- _PROBLEM REQUIREMENTS_
Rewrite the records below, replacing "green tree" with "leafy tree" and changing nothing else. Leave the pictures out of your version.

## START

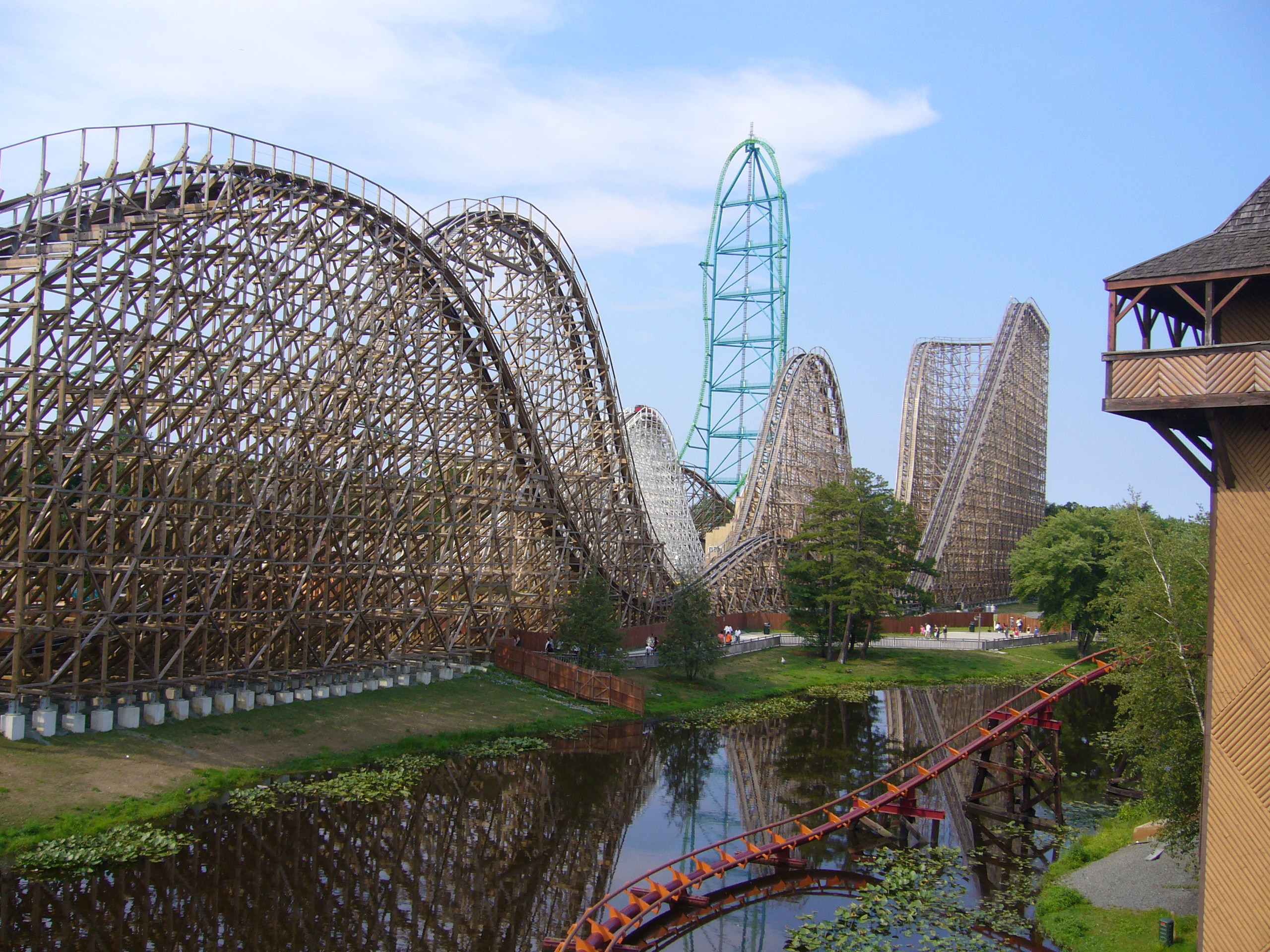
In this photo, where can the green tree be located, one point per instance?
(1062, 564)
(590, 625)
(691, 643)
(1142, 579)
(1157, 595)
(853, 561)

## END

- _ANSWER TO THIS TASK_
In this photo, where can the leafy tree be located, one point per instance?
(1062, 564)
(590, 625)
(691, 643)
(1142, 579)
(1157, 595)
(853, 561)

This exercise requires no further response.